The indehiscent sesame varieties described above were used by various plant breeders in an attempt to develop desirable sesame lines. In addition to traditional cross-breeding approaches, some attempted to alter the chromosome numbers through tetraploids and interspecific crosses. Yermanos attempted to improve release of seed by increasing the length of the capsule so that there would be more surface for the combine to crack the capsules open (personal communication). Unfortunately, even with a small opening on the top of the capsule, a high percentage of broken seed was found on mechanized harvesting, preventing commercial use of this sesame line.
D. G. Langham reported in the late 1950's that the placenta attachment between each sesame seed and the placenta was important in the retention of seed in the capsule. He believed that he could improve the shatter resistance of sesame with increased placenta attachment but did not believe that all the seed could be retained in the capsule. However, Yermanos reported that during capsule maturity, the placenta attachment gradually weakens and is obliterated when the capsule is completely desiccated. (Yermanos, D. M. 1980. "Sesame. Hybridization of crop plants," Am Soc Agronomy-Crop Sci of America, pp. 549-563). Thus, it appeared that the placenta attachment would have little effect on seed retention in dry, mature capsules during harvesting. A seamless gene which retained all the seed in the capsules was discovered by D. G. Langham and D. R. Langham in 1986 (FIG. 9). This was crossed with shattering types, and some progeny had an opening at the tip of the capsule. The seamless capsules were similar to the indehiscent capsules in that it was too difficult to remove the seed from the capsule without damaging the seed.
In 1982, the first non-shattering line (retaining 50-70% of the seeds set) requiring no manual labor was introduced. This line could be harvested by swathing the sesame, leaving it to dry in the field, and then picking it up by a combine. Although complete mechanization was achieved, extensive loss of seed due to adverse weather conditions continued to occur.

* _RECORDS PROVIDED_:

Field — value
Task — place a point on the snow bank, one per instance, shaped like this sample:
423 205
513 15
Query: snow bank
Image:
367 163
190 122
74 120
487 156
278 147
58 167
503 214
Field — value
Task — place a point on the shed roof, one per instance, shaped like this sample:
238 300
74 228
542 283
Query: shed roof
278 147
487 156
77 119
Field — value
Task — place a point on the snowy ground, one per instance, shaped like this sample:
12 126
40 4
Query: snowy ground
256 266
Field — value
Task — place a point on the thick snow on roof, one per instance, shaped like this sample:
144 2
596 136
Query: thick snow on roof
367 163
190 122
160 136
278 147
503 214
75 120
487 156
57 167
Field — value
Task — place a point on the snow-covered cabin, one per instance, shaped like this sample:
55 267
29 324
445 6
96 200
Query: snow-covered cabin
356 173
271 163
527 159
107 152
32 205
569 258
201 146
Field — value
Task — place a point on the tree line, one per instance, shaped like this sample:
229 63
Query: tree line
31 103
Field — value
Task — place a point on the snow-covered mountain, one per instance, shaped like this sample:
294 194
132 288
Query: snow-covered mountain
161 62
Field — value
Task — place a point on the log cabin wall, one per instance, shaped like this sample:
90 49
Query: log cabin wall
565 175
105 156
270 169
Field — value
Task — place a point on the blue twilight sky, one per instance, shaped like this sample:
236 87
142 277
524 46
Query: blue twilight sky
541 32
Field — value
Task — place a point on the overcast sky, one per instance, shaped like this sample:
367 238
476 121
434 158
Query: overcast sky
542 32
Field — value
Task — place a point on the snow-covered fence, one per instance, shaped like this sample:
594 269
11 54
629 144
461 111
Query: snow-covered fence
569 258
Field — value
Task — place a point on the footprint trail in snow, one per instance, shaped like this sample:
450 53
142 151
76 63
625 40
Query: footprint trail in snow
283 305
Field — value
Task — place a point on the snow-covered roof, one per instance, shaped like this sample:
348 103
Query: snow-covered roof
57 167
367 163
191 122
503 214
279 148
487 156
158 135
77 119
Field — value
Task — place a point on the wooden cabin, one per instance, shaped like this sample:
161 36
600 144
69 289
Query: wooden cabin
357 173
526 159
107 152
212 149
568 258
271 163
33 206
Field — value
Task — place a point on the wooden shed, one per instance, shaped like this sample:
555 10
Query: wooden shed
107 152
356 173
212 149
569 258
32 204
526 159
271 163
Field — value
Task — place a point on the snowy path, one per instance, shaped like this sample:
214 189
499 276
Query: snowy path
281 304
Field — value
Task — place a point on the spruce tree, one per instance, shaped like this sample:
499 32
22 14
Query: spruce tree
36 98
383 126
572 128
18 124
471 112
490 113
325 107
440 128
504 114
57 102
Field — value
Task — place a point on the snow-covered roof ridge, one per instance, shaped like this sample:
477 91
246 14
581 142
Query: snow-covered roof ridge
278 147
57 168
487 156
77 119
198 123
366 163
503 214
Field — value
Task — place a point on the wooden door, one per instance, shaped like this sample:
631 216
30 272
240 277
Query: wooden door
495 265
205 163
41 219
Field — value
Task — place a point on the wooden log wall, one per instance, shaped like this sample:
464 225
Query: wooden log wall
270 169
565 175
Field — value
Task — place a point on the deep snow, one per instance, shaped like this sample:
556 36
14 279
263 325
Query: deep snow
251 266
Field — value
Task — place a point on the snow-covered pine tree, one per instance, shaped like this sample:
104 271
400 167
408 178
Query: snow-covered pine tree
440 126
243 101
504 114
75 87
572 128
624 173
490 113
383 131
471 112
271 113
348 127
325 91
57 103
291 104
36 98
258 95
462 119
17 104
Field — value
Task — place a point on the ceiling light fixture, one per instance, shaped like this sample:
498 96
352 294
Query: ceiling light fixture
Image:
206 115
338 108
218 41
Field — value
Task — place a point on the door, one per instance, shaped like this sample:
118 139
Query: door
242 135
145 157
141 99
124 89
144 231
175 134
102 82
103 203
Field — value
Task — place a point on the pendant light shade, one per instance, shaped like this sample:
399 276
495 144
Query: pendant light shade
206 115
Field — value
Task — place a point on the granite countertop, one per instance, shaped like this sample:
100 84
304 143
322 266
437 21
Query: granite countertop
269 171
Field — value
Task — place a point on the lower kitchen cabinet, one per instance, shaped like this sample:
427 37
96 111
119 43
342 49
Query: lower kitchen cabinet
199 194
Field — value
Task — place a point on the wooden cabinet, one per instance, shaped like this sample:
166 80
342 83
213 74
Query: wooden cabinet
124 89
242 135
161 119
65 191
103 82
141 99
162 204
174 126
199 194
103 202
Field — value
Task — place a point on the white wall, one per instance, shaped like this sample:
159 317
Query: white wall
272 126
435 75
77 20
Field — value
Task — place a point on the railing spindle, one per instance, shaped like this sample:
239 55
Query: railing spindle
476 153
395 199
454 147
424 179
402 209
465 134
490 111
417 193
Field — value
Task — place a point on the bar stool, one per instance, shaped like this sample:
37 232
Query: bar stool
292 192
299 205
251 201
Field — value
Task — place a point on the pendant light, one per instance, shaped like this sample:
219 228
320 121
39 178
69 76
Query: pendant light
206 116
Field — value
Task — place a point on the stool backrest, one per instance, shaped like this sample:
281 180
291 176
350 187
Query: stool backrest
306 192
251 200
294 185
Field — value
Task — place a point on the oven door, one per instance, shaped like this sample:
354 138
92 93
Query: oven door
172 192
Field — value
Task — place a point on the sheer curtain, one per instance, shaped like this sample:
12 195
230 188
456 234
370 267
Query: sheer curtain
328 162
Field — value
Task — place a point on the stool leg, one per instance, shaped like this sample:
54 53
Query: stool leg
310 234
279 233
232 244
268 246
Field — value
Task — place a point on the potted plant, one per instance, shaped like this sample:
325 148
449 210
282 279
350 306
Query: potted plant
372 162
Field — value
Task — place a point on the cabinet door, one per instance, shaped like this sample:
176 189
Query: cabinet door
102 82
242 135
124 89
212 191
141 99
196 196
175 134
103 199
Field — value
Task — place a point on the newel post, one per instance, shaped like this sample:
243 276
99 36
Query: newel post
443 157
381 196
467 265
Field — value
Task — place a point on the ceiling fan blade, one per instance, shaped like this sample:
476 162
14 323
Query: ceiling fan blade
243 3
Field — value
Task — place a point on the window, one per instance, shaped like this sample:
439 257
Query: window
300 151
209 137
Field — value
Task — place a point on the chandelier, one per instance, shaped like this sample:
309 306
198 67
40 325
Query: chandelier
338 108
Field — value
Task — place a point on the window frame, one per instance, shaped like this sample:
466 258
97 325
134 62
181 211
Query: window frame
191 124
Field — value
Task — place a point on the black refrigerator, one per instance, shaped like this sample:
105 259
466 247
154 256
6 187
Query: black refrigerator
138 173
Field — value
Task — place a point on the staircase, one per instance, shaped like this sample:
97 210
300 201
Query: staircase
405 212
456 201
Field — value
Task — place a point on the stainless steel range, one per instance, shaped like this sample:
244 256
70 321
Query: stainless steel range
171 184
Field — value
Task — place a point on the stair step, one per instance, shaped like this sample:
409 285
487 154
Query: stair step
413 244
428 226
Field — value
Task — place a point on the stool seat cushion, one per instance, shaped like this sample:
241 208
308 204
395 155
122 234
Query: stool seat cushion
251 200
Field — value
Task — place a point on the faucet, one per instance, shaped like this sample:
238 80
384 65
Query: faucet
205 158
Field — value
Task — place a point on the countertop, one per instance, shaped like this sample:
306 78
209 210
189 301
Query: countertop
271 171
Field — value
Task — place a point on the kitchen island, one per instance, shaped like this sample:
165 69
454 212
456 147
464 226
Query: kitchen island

* _APPLY WHAT YOU READ_:
- 1) In the sesame breeding excerpt, why did it appear that placenta attachment would do little to keep seed in dry, mature capsules at harvest? Answer in one to three sentences.
- 2) Continue the excerpt on sesame breeding from its last sentence onward.

* _TASK-BY-TASK OUTPUTS_:
- 1) Yermanos reported that the placenta attachment gradually weakens as the capsule matures and is obliterated once the capsule is completely desiccated. By harvest, dry capsules would no longer have that attachment to hold the seed.

- 2)
Other varieties were developed between 1988 and 1997 which allowed for direct combining with 70-90% seed retention, but extensive loss of seed due to wind and rain continued to occur. Lines that generally yielded 80% of the seed under ideal conditions would yield only 45-65% under adverse conditions. Thus, while many of the crosses began to moderate the deleterious effects of mechanized harvesting, none were able to increase the yields to the level of manually harvesting shattering cultivars.
New lines of sesame have now been discovered which are defined by a new category of dehiscence: non-dehiscence. These lines retain most of the seed within the capsule despite adverse weather conditions such as wind and rain. The sesame lines of the present invention retain a sufficient amount of sesame seed during mechanized harvesting to be competitive with manual harvesting. The invention permits mechanized harvesting to be used with minimization of seed breakage because extensive combining is not required to obtain practical yields. Thus, the invention permits reduction of manual labor and concomitant economical and more rapid harvesting of sesame seed as a commercial crop.